Point labeling data from photos:
## START
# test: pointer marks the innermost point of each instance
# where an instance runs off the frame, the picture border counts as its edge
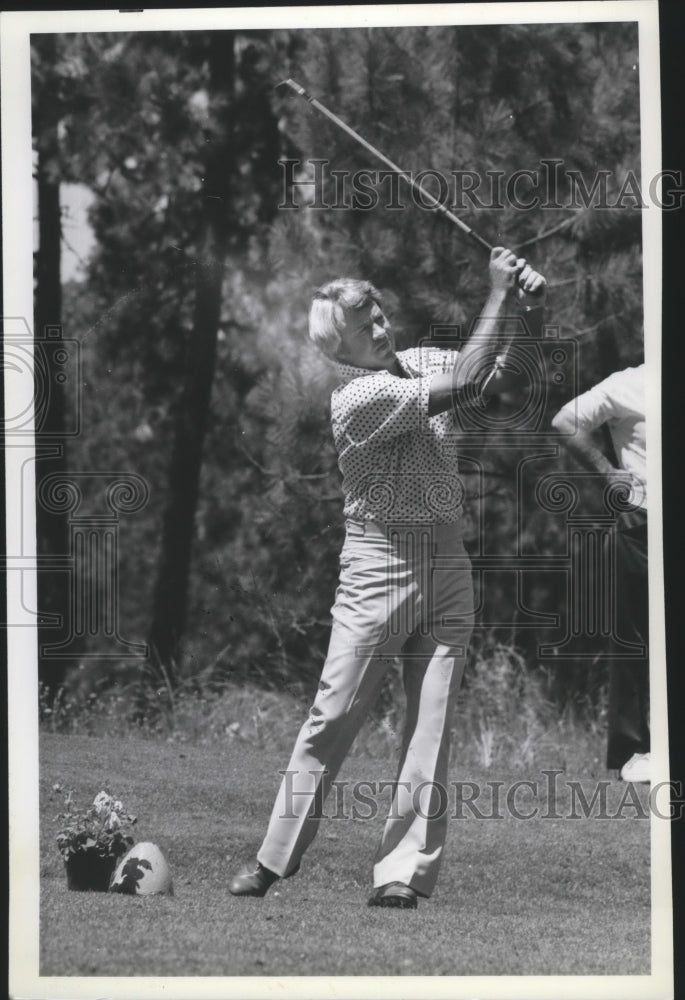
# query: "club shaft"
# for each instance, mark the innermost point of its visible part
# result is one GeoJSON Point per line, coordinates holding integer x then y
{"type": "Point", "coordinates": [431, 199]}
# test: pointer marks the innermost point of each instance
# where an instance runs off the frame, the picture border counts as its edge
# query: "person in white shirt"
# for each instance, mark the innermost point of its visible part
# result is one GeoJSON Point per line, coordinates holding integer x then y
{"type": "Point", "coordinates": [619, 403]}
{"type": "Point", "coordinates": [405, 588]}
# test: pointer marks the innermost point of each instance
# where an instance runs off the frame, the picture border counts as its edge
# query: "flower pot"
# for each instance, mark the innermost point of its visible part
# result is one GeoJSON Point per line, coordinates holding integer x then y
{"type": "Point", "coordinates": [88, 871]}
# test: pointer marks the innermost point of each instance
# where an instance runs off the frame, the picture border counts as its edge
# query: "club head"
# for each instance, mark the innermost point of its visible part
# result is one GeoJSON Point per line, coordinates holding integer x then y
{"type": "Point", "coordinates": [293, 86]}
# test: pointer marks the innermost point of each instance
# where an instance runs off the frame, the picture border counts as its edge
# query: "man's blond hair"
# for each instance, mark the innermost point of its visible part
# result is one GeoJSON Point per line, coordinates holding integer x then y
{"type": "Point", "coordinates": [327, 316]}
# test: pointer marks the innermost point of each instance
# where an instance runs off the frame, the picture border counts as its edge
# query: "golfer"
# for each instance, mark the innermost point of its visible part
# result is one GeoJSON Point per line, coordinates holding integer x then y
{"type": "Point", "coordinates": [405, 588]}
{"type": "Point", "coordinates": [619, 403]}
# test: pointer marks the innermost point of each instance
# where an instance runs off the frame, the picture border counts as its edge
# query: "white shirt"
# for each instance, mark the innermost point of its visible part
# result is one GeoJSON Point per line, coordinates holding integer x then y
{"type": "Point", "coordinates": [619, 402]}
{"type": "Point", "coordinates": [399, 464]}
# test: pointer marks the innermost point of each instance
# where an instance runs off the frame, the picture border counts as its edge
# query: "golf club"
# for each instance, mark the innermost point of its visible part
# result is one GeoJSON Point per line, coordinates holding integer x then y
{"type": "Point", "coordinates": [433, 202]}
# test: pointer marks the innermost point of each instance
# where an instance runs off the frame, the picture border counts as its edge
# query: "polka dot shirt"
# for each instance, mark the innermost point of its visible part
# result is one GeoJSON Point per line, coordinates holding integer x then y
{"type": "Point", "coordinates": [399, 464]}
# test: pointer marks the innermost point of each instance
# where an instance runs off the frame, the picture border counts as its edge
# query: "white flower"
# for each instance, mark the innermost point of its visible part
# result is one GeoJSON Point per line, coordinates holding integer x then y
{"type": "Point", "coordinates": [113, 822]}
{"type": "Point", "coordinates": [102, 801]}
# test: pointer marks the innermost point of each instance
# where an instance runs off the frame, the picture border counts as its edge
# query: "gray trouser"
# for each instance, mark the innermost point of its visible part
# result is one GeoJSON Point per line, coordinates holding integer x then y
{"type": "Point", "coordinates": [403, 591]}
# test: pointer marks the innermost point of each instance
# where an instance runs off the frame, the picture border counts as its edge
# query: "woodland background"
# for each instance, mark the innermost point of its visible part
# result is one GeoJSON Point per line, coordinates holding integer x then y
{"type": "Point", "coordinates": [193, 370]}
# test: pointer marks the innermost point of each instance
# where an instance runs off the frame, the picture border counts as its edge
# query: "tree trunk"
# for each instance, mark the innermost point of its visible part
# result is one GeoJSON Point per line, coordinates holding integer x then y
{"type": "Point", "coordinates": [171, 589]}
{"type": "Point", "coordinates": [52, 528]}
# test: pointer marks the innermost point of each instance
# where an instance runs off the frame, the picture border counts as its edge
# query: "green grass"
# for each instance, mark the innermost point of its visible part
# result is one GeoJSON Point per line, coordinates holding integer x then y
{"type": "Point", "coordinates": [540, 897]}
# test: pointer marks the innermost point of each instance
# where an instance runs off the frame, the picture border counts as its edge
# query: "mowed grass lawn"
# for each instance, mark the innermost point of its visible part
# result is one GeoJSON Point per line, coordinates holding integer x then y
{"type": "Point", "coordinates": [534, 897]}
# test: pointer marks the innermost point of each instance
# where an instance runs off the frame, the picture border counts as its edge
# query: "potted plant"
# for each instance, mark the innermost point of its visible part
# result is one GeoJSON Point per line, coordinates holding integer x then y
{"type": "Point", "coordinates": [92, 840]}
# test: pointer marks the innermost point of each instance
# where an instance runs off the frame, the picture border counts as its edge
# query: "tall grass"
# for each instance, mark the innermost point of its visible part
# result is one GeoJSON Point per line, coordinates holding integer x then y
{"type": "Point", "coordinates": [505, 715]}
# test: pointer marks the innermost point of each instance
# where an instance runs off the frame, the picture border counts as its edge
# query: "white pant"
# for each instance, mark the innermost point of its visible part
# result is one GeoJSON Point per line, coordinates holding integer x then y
## END
• REQUEST: How many lines of the items above contain the word "shirt"? Reply with the number alone.

• SOLUTION: 3